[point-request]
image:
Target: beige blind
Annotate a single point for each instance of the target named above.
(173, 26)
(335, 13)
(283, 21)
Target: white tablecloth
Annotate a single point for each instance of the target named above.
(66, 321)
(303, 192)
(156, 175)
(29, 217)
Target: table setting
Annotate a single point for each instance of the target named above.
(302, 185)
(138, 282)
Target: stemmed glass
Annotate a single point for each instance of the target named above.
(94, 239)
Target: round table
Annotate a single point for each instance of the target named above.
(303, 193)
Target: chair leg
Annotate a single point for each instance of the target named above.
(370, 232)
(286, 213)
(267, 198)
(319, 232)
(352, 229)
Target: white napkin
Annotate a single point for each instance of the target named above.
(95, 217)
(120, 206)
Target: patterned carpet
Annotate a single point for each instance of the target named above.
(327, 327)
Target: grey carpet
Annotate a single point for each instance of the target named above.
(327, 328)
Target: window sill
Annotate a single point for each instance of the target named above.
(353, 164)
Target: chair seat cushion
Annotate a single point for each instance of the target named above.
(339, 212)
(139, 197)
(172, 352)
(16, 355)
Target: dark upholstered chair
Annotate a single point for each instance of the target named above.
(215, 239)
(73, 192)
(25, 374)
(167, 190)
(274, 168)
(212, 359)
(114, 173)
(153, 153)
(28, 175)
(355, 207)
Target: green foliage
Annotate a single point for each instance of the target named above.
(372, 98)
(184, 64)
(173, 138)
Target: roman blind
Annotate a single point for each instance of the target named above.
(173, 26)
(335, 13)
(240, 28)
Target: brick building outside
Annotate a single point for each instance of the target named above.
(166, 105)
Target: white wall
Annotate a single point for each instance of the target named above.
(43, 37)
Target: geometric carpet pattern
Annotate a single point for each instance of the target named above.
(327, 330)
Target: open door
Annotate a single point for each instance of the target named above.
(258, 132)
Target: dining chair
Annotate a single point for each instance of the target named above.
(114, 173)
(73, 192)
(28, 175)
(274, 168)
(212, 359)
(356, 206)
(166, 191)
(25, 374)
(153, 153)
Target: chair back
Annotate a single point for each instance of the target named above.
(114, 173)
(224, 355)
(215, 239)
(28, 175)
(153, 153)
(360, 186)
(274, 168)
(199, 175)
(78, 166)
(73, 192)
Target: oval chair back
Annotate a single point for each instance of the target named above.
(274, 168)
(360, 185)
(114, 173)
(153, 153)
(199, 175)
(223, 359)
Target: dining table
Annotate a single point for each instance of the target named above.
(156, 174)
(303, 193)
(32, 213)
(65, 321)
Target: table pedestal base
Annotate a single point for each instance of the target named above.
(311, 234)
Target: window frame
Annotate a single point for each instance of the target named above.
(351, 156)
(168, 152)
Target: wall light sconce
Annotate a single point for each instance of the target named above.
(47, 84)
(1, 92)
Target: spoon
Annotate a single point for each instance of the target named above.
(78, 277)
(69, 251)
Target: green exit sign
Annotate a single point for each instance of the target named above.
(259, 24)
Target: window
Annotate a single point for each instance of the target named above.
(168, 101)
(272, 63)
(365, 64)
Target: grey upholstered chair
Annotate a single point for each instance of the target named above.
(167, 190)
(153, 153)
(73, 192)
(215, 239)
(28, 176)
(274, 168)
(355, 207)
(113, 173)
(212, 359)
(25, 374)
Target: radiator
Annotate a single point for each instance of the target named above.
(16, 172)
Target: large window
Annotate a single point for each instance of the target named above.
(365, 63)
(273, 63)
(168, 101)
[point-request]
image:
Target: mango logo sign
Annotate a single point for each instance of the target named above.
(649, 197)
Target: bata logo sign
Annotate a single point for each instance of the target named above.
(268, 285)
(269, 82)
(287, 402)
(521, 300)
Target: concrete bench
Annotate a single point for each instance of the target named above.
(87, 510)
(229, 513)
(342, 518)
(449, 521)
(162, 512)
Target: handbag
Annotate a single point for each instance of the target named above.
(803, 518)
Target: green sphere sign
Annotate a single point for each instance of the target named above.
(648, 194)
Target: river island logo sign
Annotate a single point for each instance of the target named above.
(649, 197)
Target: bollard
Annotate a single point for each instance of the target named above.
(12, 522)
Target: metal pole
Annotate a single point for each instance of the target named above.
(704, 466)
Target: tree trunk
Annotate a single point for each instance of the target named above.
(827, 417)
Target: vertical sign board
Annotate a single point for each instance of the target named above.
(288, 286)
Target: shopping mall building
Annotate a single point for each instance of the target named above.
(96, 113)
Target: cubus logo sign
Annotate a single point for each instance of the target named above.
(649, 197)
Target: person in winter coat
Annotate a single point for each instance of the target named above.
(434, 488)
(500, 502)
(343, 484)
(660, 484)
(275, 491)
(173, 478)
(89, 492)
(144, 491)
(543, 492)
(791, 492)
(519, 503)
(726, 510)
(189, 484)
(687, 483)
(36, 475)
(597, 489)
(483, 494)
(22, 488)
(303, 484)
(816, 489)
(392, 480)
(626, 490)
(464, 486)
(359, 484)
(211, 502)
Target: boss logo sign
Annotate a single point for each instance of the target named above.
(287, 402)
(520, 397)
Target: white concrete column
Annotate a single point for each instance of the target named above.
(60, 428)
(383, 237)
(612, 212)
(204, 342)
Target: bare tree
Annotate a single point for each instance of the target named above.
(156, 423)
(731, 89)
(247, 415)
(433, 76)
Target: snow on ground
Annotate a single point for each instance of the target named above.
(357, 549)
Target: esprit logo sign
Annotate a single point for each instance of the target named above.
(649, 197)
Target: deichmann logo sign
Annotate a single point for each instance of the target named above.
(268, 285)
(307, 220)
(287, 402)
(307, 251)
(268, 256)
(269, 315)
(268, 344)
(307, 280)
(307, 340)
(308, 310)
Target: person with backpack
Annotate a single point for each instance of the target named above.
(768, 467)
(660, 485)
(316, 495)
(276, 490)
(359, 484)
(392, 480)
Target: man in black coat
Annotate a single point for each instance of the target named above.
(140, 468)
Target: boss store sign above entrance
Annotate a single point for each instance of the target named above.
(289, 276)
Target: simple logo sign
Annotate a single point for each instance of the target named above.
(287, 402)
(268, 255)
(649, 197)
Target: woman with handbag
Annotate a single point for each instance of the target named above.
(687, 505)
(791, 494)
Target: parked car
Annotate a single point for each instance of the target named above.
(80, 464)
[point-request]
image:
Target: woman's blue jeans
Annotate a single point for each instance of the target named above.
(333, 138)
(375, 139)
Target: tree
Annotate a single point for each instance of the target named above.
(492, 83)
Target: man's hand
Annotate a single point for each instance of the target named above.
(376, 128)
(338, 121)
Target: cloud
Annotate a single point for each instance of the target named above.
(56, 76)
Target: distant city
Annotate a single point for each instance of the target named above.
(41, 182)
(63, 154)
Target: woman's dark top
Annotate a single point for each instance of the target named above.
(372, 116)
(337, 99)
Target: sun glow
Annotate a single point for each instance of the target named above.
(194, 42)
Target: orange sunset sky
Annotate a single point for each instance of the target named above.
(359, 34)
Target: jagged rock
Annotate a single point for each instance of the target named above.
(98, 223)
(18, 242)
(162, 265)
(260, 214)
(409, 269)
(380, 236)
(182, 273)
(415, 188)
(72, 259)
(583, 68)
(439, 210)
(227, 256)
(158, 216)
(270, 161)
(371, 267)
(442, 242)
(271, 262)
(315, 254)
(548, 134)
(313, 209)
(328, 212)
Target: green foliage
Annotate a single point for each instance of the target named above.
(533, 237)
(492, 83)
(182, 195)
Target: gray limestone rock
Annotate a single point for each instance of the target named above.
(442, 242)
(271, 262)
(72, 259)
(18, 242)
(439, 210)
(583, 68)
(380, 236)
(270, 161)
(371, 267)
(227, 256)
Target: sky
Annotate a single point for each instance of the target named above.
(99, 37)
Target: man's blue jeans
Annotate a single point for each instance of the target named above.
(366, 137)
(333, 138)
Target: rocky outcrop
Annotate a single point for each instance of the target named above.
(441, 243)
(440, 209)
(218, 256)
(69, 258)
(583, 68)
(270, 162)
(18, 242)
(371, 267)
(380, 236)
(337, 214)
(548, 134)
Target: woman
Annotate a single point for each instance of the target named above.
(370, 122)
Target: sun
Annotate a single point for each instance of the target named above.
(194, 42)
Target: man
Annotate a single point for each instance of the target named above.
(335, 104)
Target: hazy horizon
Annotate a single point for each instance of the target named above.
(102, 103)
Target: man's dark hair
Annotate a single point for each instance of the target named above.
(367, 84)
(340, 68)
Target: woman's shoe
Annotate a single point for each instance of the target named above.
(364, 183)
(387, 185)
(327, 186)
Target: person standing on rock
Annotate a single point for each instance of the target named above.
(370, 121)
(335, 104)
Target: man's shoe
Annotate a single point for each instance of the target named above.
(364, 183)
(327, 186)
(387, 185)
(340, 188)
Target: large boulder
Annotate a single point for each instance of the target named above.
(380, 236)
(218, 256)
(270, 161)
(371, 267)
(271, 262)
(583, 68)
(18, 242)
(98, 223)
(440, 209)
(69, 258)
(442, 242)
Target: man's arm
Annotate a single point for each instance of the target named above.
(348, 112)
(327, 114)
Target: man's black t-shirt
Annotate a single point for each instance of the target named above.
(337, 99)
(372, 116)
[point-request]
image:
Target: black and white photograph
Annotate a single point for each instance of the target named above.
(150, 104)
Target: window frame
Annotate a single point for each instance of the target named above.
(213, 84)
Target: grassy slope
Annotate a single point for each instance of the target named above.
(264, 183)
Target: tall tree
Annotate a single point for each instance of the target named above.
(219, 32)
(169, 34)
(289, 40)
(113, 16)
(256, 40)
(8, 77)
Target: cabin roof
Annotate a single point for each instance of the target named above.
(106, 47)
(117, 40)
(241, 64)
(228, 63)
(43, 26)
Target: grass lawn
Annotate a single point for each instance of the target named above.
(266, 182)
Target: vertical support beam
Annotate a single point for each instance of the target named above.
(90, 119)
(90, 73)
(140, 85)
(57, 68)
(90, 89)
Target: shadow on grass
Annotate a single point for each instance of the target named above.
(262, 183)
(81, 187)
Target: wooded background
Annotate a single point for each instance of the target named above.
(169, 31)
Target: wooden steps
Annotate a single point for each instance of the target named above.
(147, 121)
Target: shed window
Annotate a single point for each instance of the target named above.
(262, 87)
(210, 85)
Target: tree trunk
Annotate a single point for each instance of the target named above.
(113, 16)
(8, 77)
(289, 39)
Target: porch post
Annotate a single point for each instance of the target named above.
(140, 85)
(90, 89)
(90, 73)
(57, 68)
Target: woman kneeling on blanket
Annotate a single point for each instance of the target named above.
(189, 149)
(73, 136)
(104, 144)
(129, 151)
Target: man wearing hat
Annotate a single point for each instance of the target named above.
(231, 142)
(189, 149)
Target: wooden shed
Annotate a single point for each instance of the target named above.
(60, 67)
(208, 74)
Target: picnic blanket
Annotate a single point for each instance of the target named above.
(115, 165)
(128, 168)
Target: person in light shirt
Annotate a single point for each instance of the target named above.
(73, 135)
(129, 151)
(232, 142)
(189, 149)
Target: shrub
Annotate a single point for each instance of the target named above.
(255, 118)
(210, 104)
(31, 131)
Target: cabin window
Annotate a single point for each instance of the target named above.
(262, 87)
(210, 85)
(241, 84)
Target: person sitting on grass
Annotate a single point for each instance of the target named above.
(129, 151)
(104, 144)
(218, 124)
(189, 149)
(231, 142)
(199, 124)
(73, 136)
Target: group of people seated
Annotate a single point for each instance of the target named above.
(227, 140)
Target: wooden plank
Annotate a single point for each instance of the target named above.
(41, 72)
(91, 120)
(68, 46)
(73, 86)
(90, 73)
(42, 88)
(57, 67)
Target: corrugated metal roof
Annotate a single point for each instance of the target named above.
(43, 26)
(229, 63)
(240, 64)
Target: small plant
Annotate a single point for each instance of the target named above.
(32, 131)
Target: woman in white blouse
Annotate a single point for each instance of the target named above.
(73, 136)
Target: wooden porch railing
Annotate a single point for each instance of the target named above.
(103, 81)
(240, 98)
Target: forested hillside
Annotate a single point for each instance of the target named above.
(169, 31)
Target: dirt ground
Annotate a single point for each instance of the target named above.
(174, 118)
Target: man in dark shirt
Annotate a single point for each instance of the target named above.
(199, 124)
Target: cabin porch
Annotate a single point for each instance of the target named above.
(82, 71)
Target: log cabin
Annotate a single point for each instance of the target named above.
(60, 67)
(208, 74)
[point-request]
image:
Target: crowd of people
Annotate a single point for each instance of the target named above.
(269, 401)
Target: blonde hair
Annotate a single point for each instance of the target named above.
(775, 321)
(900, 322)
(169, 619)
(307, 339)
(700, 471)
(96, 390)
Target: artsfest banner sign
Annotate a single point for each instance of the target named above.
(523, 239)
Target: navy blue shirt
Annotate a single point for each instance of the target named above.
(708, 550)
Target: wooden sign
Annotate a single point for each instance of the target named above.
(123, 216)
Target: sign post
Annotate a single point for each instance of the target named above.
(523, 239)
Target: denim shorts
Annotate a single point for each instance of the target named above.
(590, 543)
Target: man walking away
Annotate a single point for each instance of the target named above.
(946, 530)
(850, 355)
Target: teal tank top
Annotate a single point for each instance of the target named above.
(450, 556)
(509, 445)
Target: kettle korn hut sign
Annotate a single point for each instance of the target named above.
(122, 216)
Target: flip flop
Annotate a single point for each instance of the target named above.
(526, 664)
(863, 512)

----------------------------------------

Task brief -> Nothing but the lines from the one with "Target: navy blue shirt" through the end of the data above should be repeated, each exactly as it stands.

Complete output ->
Target: navy blue shirt
Annotate a single point for each instance of the target named above.
(708, 550)
Target: wooden sign
Annotate a single point for each instance of the target named above.
(123, 216)
Target: sign post
Annotate a single point for each instance of the target named above.
(523, 239)
Target: denim shorts
Annotate a single point for each instance of the target named above.
(590, 543)
Target: man walking away
Annotate a single point for each instance of the target named above.
(946, 530)
(850, 355)
Target: teal tank top
Annotate a single point for each instance of the target named above.
(450, 556)
(509, 445)
Target: kettle korn hut sign
Annotate a single point for each instance of the target named above.
(122, 216)
Target: flip flop
Annotate a single point for each instance of the target named above.
(526, 664)
(863, 512)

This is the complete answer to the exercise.